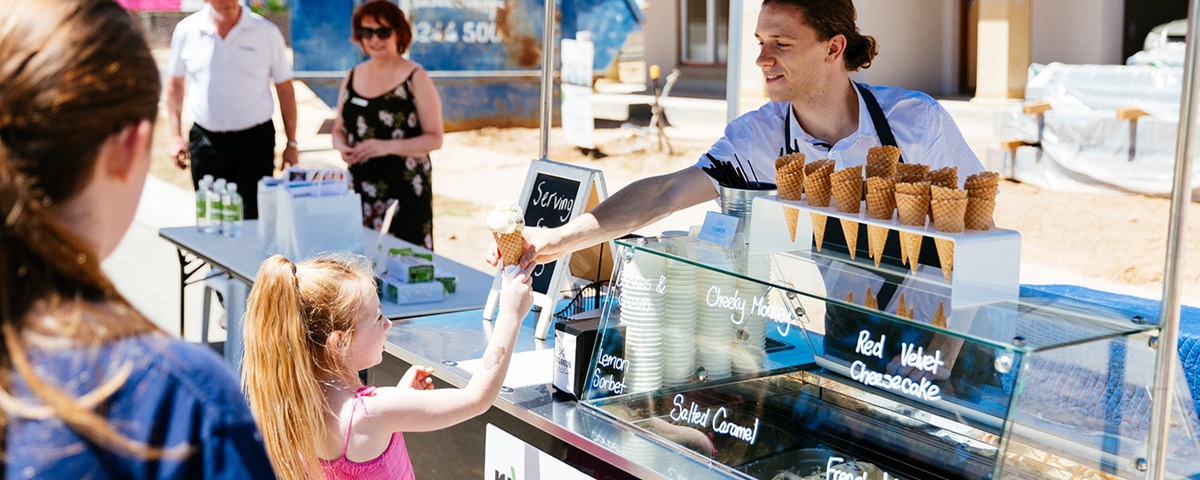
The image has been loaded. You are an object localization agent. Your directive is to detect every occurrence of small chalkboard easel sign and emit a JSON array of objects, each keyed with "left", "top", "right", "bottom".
[{"left": 484, "top": 160, "right": 608, "bottom": 340}]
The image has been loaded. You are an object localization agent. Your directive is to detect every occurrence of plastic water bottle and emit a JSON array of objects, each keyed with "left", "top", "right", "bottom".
[
  {"left": 204, "top": 179, "right": 226, "bottom": 235},
  {"left": 221, "top": 181, "right": 242, "bottom": 239},
  {"left": 196, "top": 175, "right": 212, "bottom": 233}
]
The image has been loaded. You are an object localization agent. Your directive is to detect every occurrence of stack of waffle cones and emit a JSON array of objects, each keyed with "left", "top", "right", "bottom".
[
  {"left": 929, "top": 167, "right": 959, "bottom": 188},
  {"left": 895, "top": 181, "right": 930, "bottom": 272},
  {"left": 896, "top": 163, "right": 929, "bottom": 184},
  {"left": 829, "top": 166, "right": 863, "bottom": 259},
  {"left": 775, "top": 154, "right": 804, "bottom": 242},
  {"left": 929, "top": 186, "right": 967, "bottom": 282},
  {"left": 965, "top": 172, "right": 1000, "bottom": 230},
  {"left": 866, "top": 176, "right": 896, "bottom": 266},
  {"left": 804, "top": 158, "right": 834, "bottom": 252},
  {"left": 866, "top": 146, "right": 900, "bottom": 179}
]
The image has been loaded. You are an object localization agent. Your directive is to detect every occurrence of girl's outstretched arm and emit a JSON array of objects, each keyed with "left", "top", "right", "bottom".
[{"left": 356, "top": 264, "right": 534, "bottom": 434}]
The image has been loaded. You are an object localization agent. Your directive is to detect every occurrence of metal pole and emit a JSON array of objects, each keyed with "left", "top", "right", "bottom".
[
  {"left": 539, "top": 0, "right": 554, "bottom": 160},
  {"left": 725, "top": 0, "right": 742, "bottom": 124},
  {"left": 1146, "top": 0, "right": 1200, "bottom": 480}
]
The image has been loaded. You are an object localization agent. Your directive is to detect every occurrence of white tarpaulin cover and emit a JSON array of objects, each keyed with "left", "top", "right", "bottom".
[{"left": 996, "top": 64, "right": 1200, "bottom": 198}]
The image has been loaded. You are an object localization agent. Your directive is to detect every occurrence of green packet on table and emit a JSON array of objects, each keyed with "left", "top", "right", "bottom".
[
  {"left": 388, "top": 247, "right": 433, "bottom": 262},
  {"left": 388, "top": 256, "right": 433, "bottom": 283}
]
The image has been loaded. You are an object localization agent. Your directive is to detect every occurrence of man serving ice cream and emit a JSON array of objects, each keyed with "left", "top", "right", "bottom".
[{"left": 488, "top": 0, "right": 984, "bottom": 384}]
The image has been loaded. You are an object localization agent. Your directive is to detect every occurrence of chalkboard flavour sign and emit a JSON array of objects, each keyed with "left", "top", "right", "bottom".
[{"left": 484, "top": 160, "right": 607, "bottom": 340}]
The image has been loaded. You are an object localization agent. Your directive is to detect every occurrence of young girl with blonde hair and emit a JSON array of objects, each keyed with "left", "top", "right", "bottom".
[{"left": 242, "top": 256, "right": 533, "bottom": 480}]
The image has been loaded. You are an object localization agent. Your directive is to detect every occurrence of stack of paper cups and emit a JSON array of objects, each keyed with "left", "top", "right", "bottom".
[
  {"left": 696, "top": 269, "right": 740, "bottom": 380},
  {"left": 618, "top": 252, "right": 666, "bottom": 392},
  {"left": 662, "top": 262, "right": 700, "bottom": 386}
]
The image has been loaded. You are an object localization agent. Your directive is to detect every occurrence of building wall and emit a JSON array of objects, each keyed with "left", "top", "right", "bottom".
[
  {"left": 854, "top": 0, "right": 960, "bottom": 96},
  {"left": 1031, "top": 0, "right": 1124, "bottom": 65},
  {"left": 642, "top": 0, "right": 680, "bottom": 82}
]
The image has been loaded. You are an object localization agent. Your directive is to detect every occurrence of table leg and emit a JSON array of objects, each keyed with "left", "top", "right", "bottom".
[
  {"left": 224, "top": 280, "right": 250, "bottom": 378},
  {"left": 175, "top": 247, "right": 209, "bottom": 338}
]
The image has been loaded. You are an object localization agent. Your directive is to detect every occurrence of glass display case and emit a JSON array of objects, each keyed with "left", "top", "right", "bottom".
[{"left": 581, "top": 198, "right": 1200, "bottom": 479}]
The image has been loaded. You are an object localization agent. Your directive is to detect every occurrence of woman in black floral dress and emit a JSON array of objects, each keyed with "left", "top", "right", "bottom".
[{"left": 334, "top": 0, "right": 442, "bottom": 250}]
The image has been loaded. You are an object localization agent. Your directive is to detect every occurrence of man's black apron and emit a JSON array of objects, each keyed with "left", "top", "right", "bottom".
[{"left": 781, "top": 83, "right": 995, "bottom": 388}]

☆ ☆ ☆ ☆ ☆

→ **Your task**
Render everything in the material from the line containing "occurrence of woman" down to its end as a Markdown table with two columns, Row and Content. Number each line in Row and omit blank lines.

→ **Final result**
| Row | Content |
|---|---|
| 1 | The image has been loaded. You are an object localization agent. Your directive is to detect every occurrence of woman in black floral dress and emit a JSON array of objects, each keyed with "left", "top", "right", "bottom". |
| 2 | [{"left": 334, "top": 0, "right": 442, "bottom": 250}] |
| 3 | The image has been loaded. You are an object localization agent. Your directive is to detect every occurrence of man's black apron and emit a JSON array of objects, each keyed with "left", "top", "right", "bottom". |
| 4 | [{"left": 781, "top": 83, "right": 995, "bottom": 388}] |